The problem: Convert the following lines into a Markdown table with the columns "Row" and "Text", numbering each row and omitting blank lines.

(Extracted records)
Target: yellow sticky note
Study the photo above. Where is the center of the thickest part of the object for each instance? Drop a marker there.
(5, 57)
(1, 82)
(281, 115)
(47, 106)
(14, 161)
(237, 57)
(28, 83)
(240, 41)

Worked solution:
| Row | Text |
|---|---|
| 1 | Target: yellow sticky note |
| 2 | Study the photo above. Where is the center of the thickest part of the object for each instance? Drop a marker there. |
| 3 | (5, 57) |
| 4 | (1, 82) |
| 5 | (281, 115) |
| 6 | (47, 106) |
| 7 | (14, 161) |
| 8 | (237, 57) |
| 9 | (28, 83) |
| 10 | (240, 41) |